---------- Supplied records

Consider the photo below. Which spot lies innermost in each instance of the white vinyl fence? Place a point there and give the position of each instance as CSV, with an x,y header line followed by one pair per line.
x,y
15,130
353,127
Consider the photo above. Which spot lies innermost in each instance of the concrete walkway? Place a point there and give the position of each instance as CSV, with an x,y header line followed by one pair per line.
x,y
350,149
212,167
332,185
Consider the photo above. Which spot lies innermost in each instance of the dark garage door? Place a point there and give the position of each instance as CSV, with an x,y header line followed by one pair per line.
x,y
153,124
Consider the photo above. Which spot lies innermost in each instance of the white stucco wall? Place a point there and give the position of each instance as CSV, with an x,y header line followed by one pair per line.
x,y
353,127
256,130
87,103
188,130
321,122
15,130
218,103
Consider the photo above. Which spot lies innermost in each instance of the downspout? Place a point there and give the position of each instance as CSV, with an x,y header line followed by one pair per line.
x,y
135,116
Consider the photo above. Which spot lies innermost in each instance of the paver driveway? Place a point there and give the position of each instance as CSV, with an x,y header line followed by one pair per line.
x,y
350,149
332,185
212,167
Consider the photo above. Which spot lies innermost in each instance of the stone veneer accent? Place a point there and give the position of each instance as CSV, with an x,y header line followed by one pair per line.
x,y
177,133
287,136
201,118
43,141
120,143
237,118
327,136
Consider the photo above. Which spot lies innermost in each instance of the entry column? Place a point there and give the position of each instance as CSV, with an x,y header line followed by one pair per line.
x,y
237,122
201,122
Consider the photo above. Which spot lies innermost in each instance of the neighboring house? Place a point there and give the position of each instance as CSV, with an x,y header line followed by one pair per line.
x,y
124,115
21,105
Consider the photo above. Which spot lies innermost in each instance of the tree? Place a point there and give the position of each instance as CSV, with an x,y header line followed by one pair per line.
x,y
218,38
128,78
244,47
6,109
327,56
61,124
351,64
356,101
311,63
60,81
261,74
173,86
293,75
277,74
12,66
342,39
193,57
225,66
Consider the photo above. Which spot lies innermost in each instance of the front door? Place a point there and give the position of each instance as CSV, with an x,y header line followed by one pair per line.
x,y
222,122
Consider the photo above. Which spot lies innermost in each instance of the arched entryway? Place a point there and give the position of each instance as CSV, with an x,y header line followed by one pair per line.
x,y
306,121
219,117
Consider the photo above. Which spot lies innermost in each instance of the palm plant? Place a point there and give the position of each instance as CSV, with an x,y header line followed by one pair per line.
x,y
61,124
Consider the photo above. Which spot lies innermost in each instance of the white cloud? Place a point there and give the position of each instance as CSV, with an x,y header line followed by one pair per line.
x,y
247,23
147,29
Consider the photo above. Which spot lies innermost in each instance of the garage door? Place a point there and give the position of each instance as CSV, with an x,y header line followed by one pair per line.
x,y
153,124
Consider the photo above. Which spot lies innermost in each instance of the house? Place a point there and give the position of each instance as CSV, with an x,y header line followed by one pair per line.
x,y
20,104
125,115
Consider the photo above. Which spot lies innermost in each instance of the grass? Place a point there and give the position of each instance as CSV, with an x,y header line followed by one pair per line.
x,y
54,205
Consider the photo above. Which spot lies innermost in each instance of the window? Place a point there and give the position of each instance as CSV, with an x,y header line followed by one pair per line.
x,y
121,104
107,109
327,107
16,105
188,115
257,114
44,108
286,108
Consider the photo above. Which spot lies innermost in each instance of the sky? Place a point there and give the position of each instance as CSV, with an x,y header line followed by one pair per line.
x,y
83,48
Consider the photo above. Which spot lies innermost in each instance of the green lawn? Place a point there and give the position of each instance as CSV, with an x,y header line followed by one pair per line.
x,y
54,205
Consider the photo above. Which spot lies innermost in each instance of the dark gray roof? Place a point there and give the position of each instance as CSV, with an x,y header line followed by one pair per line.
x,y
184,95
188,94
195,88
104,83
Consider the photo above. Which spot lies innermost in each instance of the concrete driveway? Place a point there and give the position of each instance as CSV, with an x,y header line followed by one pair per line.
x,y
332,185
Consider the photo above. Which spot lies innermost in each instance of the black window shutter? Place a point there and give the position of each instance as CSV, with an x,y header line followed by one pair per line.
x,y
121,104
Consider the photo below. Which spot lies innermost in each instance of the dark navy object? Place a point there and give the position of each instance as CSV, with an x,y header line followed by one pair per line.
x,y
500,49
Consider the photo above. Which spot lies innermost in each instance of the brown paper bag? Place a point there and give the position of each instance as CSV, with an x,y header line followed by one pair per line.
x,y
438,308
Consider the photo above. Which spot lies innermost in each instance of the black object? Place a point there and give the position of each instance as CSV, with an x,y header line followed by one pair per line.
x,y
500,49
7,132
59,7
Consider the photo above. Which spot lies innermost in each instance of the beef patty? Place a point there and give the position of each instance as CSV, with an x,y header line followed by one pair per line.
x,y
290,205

--------------------

• Problem details
Copy out each entry exactly, leaving nothing out.

• Task answer
Consider the photo below. Which spot lies innermost in each instance of the white vinyl fence? Place a point there and give the position of each instance as CSV, with an x,y header line followed by one pair per line.
x,y
15,130
353,127
Consider the photo above. Which spot lies innermost in each instance of the concrete walkway? Place a point there and give the position of each instance as CSV, with an x,y header line followed by one pair per line.
x,y
350,149
212,167
332,185
Consider the photo above. Which spot lies innermost in each instance of the dark garage door? Place a point there and give the position of each instance as CSV, with an x,y header line followed by one pair per line.
x,y
153,124
Consider the photo above. Which spot lies innermost in each instance of the white stucco wall? Place a point there and give the position of each instance as CSV, with an x,y header line followed by one pair per line.
x,y
353,127
256,130
87,103
188,130
321,122
15,130
218,103
Consider the photo above. Which spot lies innermost in each instance of the downspout? Place a point there and give the position of each instance as CSV, with an x,y header line followed by one pair per line.
x,y
135,116
Consider the photo above. Which spot lies innermost in each instance of the paver driveway? Place a point there and give the position of each instance as CSV, with an x,y header line followed by one pair per line.
x,y
350,149
332,185
212,167
Consider the photo above. Which spot lies innermost in each instance of the stone veneer accent? Place a point there and give the position of each instance as CSV, with an x,y header line followed by one pair per line.
x,y
177,133
287,136
201,118
43,141
120,143
237,118
327,136
Consider the photo above. Which spot lies innermost in each instance of the entry column? Place a point there and give the position of each instance as CSV, with an x,y header line followed by one pair per line.
x,y
237,122
201,122
Consider the photo above. Which spot lies innermost in each instance of the neighboring house? Place a point there and give the position of each instance as CSV, with an x,y header line followed by one pair per line.
x,y
124,115
21,105
Consider the photo above. Which spot lies innermost in each instance of the tree? Place a point there and give the position of each instance as CSV, with an x,y header line followed by one pair per line.
x,y
218,38
128,78
244,47
6,109
327,56
61,124
351,64
356,101
311,63
60,81
261,74
173,86
293,75
277,74
12,66
342,39
193,57
225,66
Consider the photo above. Which spot lies innermost in each instance of the front door? Place a point there and give the position of each instance as CSV, with an x,y header line followed by one pair per line.
x,y
222,122
Consider the photo above. Which spot lies innermost in each instance of the arched entryway? Place a point there and give the position of each instance as CSV, with an x,y header line followed by one pair per line.
x,y
306,121
219,117
Consider the photo above. Which spot lies innermost in each instance of the palm plant? Place a point there and give the position of each instance as CSV, with an x,y header line followed by one pair per line.
x,y
61,124
Consider the photo above. Which spot lies innermost in each instance of the white cloud? Place a point there and give the position of each instance as CSV, with an x,y header line followed by one pair per line.
x,y
247,23
147,29
Consider the photo above. Which spot lies innermost in each instance of the garage door? Place a point there and give the position of each instance as CSV, with an x,y header line followed by one pair per line.
x,y
153,124
Consider the photo above. Which spot lies innermost in each instance of the house? Place a point there and give the position of each instance as CSV, with an x,y header line followed by one pair per line.
x,y
20,104
125,115
Consider the photo above. Which spot lies innermost in each instance of the grass? Place a point there and give the position of each instance as CSV, with an x,y header line followed by one pair per line.
x,y
54,205
Consider the photo above. Which spot lies innermost in each instance of the window? Place a point there and give the position of each instance as CSV, with an x,y header line followed by one pair per line.
x,y
121,104
107,109
327,107
16,105
188,115
257,114
44,108
286,108
Consider the photo above. Which spot lies innermost in each instance of the sky? Place a point there and give the position of each instance as CSV, with an x,y header line followed by one pair per line.
x,y
83,48
Consider the photo above. Which spot lies innermost in each instance of the green lawn? Place a point there and give the position of each instance as CSV, with an x,y header line followed by one pair per line.
x,y
54,205
Consider the photo above. Which spot lies innermost in each instance of the dark gray roof? Place a point there and give the position of each instance as CSV, with an x,y header line followed by one pair per line.
x,y
184,95
188,94
195,88
104,83
Consider the photo above. Which spot lies innermost in each instance of the concrete driveway? Place a point there and give the position of each instance as CSV, with an x,y header line followed by one pair per line.
x,y
332,185
Consider the photo above. Which spot lies innermost in each instance of the black window shutter? Place a point there and give the position of each instance as CSV, with an x,y header line followed by one pair per line.
x,y
121,104
Consider the photo below. Which spot lies innermost in each instance of the dark navy object? Place a point there and give the position of each instance as CSV, with an x,y header line followed by one pair per line.
x,y
500,49
Consider the photo above. Which spot lies innermost in each instance of the brown paper bag? Place a point there and give the position of each instance as CSV, with an x,y header line followed by one pair per line.
x,y
438,308
Consider the photo above. Which spot lies innermost in each instance of the black object? Place a point there and give the position of each instance as CSV, with an x,y header line followed by one pair per line.
x,y
500,49
7,132
59,7
Consider the photo above. Which spot lies innermost in each instance of the beef patty? Place a point there and give the position of each instance as CSV, with an x,y header line followed by one pair per line.
x,y
290,205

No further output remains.